(Dataset excerpts on object pointing)
◇ ◇ ◇ ◇ ◇ ◇ ◇

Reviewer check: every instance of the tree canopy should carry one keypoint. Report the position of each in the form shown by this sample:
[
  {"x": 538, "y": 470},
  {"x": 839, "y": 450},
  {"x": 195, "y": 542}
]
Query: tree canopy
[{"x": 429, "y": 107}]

◇ ◇ ◇ ◇ ◇ ◇ ◇

* GOAL:
Return what is listed above, exactly and completely.

* WRITTEN ANSWER:
Reviewer check: every instance of the tree canopy should carry one keypoint. Report the position of each in the form shown by this sample:
[
  {"x": 538, "y": 470},
  {"x": 839, "y": 450},
  {"x": 195, "y": 542}
]
Query: tree canopy
[{"x": 429, "y": 107}]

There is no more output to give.